Return the records word for word. Any pictures in them are not part of the copy.

(Location annotation dataset excerpts)
___

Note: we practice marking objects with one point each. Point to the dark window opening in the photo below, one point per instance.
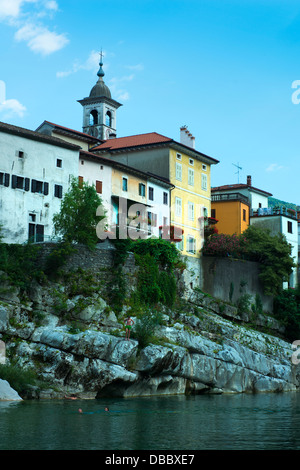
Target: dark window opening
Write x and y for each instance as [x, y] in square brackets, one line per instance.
[58, 190]
[142, 189]
[151, 194]
[4, 179]
[93, 117]
[108, 119]
[36, 232]
[99, 187]
[39, 187]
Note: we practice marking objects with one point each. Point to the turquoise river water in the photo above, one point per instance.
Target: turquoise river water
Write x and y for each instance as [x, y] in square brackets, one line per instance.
[203, 422]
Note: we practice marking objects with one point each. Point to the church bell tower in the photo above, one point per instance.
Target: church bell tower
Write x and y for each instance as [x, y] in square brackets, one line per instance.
[99, 110]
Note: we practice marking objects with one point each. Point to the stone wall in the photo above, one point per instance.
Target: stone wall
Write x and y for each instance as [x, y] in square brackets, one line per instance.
[220, 276]
[215, 276]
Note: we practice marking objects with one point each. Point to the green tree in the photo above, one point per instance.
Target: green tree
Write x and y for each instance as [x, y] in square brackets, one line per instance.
[77, 219]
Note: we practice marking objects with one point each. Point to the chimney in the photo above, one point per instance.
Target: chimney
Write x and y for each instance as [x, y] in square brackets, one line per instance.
[186, 138]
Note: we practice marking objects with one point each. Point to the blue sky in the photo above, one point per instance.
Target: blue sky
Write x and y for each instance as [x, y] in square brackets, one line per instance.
[223, 68]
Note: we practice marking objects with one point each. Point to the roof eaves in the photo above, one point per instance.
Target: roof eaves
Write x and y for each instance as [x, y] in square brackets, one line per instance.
[38, 136]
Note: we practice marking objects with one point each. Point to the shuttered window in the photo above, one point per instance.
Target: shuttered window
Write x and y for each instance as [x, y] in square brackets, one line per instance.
[99, 187]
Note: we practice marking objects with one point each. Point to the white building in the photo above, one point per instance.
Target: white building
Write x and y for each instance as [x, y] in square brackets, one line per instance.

___

▶ FULL RESPONSE
Note: we practice marking objects with one point each. Point to the dark window opening in the photo below, one point per instance.
Target: dark window opening
Write x and y for each instance as [x, y] in square brackets, one line per instance.
[58, 190]
[142, 189]
[151, 194]
[4, 179]
[93, 117]
[108, 119]
[36, 232]
[99, 187]
[39, 187]
Note: we practice marking objects with one point each. Point to the turquoise river water in the photo above, one point per instance.
Target: turquoise river water
Write x and y for each instance as [x, y] in square brackets, one line per instance.
[203, 422]
Note: we practice marking objects with one point each. Point to the church bell tower in the photo above, one point per instance.
Target: church bell tower
Write x and y for each instance as [x, y] in square brackets, one line per instance.
[99, 110]
Note: we practice marking objects with one point each. Point to the stone wall in the photo above, one point per instance.
Target: stone wall
Write x and y for each instance as [x, y] in square brackets, one line per instance.
[220, 276]
[215, 276]
Note: we practice marking objects with one point each. Point to the green tree in the photo above, one point per instance.
Target: green tree
Write x and y for each instance as [x, y] in square brackets, one line per instance.
[77, 219]
Note: we practice marking objects with one point each. Point to the chimney in the photo above, one point per instance.
Target: chimney
Write x and y for each instance as [x, y] in square brackets, one line per instance.
[186, 138]
Note: we practice marking objects with one point each. Point to the blue sky in the photo above, one point per instance.
Target: blue sky
Write x and y for each instance as [x, y] in square brackets, one line per instance.
[223, 68]
Note: we practice marking objects with one point each. Point to the roof eaves in the photo above, one point per instance.
Target: roof eaves
Write x and y for each instance as [x, y] in square brackets, one line per instance.
[38, 136]
Note: we practice marking objects with one point each. Point to the shuttered window in the photo above, one point per instance.
Target: shuttered window
Write x and y for each instance as [x, y] in square brackets, one line per instance.
[99, 187]
Note: we practice marking objects with one point each. Point to the white building in the photo above, one point per instance.
Target: white building
Write x and y for each instance as [x, y] in square brackets, one line per instance.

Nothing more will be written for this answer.